◆ **GIVEN INSTRUCTION**
Rescale the data from its beginning through the line containing "point(81, 126)", reproducing every line in that span, requests included, but leaving out the pictures. Multiply only the coordinates in the answers by 1.45 and round to whole numbers, with halves rounded up, and keep the numbers in the requests and their format samples unchanged.

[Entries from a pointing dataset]
::::

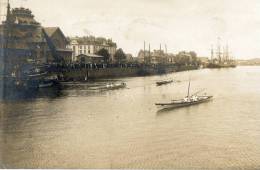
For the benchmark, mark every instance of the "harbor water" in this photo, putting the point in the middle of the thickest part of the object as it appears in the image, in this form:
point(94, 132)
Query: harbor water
point(81, 126)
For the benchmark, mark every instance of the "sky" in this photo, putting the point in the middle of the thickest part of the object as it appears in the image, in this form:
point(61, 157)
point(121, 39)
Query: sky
point(191, 25)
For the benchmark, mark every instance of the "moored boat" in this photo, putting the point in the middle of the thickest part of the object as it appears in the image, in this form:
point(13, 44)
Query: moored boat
point(187, 101)
point(113, 86)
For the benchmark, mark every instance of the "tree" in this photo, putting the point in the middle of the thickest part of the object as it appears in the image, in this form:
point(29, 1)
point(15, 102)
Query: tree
point(120, 56)
point(104, 53)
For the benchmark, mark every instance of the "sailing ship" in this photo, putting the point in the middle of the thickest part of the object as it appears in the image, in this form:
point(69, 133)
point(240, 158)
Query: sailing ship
point(221, 58)
point(164, 82)
point(187, 101)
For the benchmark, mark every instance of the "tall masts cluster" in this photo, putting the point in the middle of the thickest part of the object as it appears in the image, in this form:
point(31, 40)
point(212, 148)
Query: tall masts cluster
point(147, 54)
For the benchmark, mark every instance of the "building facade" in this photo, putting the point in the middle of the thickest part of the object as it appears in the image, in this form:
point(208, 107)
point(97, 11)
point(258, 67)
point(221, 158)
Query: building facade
point(91, 45)
point(25, 40)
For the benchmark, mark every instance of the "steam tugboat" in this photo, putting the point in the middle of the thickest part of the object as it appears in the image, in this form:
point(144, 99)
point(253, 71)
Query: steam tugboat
point(187, 101)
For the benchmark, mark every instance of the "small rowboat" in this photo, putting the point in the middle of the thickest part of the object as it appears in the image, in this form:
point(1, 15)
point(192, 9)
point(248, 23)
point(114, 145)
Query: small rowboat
point(188, 101)
point(160, 83)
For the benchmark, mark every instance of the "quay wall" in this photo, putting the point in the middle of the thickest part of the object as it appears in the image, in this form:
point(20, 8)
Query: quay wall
point(84, 73)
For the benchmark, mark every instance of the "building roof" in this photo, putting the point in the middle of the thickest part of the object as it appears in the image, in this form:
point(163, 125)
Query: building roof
point(91, 40)
point(51, 30)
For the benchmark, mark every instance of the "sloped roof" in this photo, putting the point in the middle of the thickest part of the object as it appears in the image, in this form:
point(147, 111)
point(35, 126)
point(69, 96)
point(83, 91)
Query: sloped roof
point(51, 30)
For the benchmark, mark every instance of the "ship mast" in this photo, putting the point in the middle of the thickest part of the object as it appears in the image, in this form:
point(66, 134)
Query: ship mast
point(189, 89)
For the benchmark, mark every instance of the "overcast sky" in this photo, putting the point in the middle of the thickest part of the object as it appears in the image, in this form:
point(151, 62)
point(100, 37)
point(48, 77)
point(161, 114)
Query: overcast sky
point(181, 24)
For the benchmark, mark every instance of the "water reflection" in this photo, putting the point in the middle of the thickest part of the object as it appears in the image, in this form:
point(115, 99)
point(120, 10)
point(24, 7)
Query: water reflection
point(82, 127)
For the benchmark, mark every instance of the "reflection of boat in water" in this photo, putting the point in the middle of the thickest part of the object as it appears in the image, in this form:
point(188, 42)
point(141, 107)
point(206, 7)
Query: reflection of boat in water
point(31, 76)
point(160, 83)
point(114, 86)
point(187, 101)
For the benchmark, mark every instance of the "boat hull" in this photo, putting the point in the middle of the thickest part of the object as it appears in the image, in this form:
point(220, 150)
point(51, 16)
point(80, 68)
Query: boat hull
point(174, 105)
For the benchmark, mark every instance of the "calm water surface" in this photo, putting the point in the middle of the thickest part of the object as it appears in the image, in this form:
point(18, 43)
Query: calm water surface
point(82, 127)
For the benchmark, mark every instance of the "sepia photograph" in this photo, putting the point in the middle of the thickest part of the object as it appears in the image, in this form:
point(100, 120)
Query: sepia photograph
point(120, 84)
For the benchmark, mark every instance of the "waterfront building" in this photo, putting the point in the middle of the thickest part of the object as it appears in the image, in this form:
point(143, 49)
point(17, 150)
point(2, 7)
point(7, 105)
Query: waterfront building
point(89, 59)
point(154, 57)
point(91, 45)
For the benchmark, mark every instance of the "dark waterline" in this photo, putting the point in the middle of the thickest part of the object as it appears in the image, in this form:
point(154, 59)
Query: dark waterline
point(80, 126)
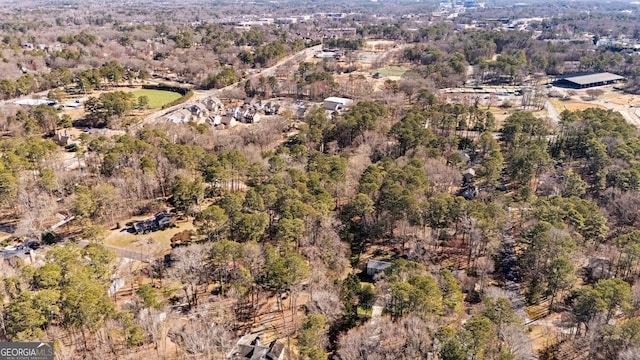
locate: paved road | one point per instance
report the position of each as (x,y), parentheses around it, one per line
(125,253)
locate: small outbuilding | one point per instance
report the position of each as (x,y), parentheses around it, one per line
(583,81)
(250,347)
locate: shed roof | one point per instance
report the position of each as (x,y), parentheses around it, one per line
(593,78)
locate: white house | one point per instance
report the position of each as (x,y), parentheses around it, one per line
(337,103)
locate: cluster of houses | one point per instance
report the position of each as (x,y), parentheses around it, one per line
(251,111)
(160,221)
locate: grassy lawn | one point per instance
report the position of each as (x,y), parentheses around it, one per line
(393,71)
(157,98)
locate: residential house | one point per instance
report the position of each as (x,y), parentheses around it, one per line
(337,103)
(160,221)
(62,138)
(249,347)
(180,116)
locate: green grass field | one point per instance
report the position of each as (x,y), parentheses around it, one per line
(393,71)
(157,98)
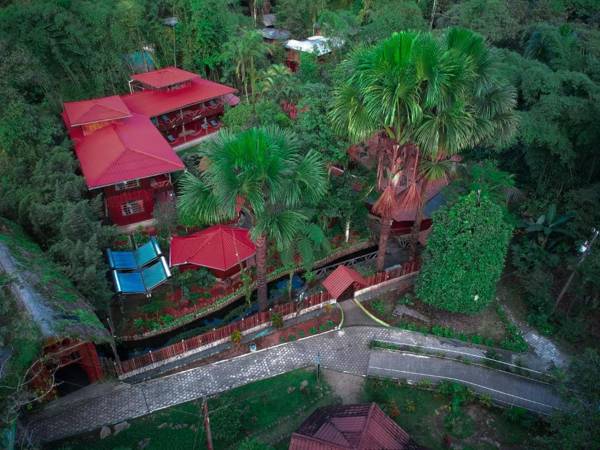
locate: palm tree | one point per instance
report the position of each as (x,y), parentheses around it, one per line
(262,172)
(433,98)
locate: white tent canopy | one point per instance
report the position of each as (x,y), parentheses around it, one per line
(317,45)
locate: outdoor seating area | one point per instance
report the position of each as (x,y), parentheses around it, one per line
(220,248)
(142,281)
(134,259)
(138,271)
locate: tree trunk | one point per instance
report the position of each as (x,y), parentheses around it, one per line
(384,235)
(261,273)
(416,228)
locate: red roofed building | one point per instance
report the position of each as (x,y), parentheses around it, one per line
(356,427)
(126,144)
(342,281)
(221,248)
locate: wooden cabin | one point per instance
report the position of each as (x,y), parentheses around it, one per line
(126,145)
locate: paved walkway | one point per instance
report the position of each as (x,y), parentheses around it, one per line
(354,316)
(346,351)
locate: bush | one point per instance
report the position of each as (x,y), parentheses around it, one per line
(379,307)
(465,255)
(277,320)
(236,337)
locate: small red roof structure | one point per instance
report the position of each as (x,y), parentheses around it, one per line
(219,247)
(130,149)
(357,427)
(162,78)
(153,103)
(341,279)
(95,110)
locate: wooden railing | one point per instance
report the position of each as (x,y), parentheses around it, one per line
(219,335)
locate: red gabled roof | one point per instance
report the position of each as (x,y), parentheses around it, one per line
(341,279)
(154,103)
(358,427)
(130,149)
(162,78)
(95,110)
(219,247)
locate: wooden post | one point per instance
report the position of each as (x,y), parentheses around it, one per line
(209,445)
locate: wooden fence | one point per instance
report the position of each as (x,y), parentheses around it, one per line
(219,334)
(222,334)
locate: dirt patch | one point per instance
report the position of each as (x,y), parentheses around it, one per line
(349,388)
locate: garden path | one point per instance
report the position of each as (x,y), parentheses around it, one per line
(346,350)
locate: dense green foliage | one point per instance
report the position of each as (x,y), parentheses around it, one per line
(262,173)
(465,255)
(541,57)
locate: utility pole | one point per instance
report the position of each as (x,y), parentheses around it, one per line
(584,250)
(209,445)
(172,22)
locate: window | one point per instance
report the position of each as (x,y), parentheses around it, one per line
(127,185)
(133,207)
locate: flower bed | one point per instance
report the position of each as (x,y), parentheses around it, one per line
(179,309)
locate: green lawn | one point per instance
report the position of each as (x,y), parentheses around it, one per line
(269,410)
(429,416)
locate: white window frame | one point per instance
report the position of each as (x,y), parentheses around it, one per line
(125,185)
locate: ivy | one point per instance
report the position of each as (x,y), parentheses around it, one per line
(465,255)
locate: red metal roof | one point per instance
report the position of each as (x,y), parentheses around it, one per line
(341,279)
(95,110)
(130,149)
(359,427)
(164,77)
(154,103)
(219,247)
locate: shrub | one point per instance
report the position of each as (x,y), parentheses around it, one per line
(236,337)
(378,307)
(410,406)
(465,255)
(277,320)
(393,410)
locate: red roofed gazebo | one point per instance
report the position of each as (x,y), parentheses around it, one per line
(341,280)
(220,248)
(356,427)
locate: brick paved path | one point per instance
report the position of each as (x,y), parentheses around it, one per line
(346,350)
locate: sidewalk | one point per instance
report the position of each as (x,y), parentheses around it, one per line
(346,351)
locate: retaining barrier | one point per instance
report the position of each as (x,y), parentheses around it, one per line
(247,325)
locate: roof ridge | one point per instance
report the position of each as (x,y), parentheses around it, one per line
(363,433)
(142,152)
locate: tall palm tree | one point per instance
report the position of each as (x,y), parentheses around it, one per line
(433,97)
(262,172)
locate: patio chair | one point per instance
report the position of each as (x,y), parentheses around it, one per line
(134,259)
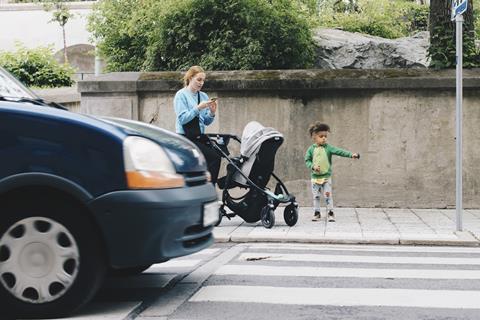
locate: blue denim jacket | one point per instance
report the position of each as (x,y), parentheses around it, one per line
(185,104)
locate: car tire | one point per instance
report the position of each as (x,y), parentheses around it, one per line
(51,258)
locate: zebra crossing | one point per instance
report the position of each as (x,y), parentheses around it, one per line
(301,281)
(371,282)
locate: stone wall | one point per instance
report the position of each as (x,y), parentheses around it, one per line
(402,122)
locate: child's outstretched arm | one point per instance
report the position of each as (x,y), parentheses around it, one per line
(340,152)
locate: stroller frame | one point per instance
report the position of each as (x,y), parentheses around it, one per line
(219,142)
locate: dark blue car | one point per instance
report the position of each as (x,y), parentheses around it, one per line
(80,196)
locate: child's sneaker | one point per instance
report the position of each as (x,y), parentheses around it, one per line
(331,216)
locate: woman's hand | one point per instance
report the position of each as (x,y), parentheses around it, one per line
(213,107)
(204,104)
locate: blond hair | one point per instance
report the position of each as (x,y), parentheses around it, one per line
(194,70)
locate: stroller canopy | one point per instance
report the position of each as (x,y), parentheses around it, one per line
(254,134)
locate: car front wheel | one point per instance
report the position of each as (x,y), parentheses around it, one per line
(50,260)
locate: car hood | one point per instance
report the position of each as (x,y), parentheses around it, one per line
(185,156)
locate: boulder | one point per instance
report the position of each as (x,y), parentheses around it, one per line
(339,49)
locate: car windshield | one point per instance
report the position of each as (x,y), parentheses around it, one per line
(10,87)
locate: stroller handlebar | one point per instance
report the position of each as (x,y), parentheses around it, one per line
(223,135)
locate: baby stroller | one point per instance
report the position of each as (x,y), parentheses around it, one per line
(252,170)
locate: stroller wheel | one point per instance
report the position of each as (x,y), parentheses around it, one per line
(268,217)
(290,214)
(221,213)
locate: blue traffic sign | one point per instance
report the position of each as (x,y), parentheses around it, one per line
(458,7)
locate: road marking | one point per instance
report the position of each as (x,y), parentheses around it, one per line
(316,247)
(246,270)
(206,252)
(341,296)
(358,259)
(105,311)
(178,263)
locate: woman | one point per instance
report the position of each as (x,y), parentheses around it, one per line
(194,111)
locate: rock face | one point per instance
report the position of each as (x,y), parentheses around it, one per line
(339,49)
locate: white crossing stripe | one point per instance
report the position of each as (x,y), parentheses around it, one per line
(275,271)
(171,264)
(368,248)
(358,259)
(207,252)
(105,311)
(341,296)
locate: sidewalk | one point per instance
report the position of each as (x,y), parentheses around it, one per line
(360,226)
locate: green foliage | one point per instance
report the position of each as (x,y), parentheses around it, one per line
(442,49)
(476,17)
(382,18)
(37,67)
(217,34)
(443,54)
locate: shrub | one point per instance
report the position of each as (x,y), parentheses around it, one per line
(217,34)
(382,18)
(37,67)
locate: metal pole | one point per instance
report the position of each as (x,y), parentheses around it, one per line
(459,115)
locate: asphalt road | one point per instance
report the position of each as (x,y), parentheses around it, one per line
(299,281)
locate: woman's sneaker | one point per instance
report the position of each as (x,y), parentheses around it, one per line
(331,216)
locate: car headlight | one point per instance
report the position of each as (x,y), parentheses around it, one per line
(147,166)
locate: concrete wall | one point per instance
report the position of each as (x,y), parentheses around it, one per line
(402,122)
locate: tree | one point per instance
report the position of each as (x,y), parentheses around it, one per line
(61,15)
(442,36)
(156,35)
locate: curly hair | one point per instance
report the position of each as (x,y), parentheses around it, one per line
(317,127)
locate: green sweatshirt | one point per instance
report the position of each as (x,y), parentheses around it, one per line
(322,156)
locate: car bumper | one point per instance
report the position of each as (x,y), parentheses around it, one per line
(142,227)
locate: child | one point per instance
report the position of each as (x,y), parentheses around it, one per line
(319,159)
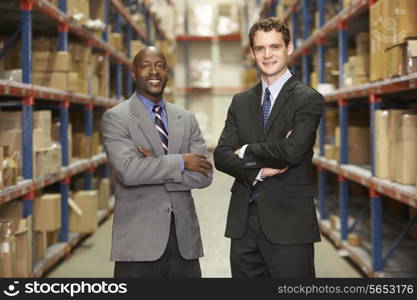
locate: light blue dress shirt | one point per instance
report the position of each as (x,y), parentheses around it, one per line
(149,106)
(274,89)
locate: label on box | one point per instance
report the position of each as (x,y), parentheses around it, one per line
(5,247)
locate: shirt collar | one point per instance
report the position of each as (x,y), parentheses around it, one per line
(276,86)
(150,104)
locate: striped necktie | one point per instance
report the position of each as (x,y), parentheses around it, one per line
(266,106)
(159,124)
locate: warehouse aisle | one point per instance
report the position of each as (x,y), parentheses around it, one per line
(91,259)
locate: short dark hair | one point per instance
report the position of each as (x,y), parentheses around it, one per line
(267,25)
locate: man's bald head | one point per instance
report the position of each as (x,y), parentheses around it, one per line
(148,50)
(150,72)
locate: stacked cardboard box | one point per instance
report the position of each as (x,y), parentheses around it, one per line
(82,144)
(402,58)
(50,68)
(47,221)
(331,66)
(83,215)
(135,47)
(56,137)
(116,41)
(406,171)
(356,70)
(47,212)
(16,241)
(100,71)
(382,145)
(359,144)
(11,136)
(7,249)
(386,40)
(79,10)
(103,193)
(396,145)
(8,167)
(79,67)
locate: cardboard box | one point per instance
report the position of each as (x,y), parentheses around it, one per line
(413,230)
(45,43)
(97,9)
(47,212)
(12,211)
(41,246)
(23,257)
(382,145)
(116,41)
(40,139)
(359,155)
(52,237)
(7,257)
(354,240)
(10,170)
(58,80)
(357,136)
(73,82)
(402,58)
(403,13)
(10,120)
(79,10)
(96,147)
(331,151)
(406,167)
(81,145)
(43,61)
(87,222)
(103,193)
(135,47)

::::

◆ **FINAL RESULT**
For the benchmark, mark every instance of the "harbor water" in this photo, putting the point in the middle of the thickest part of the object as it appears in the image, in this form:
point(94, 132)
Query: harbor water
point(117, 183)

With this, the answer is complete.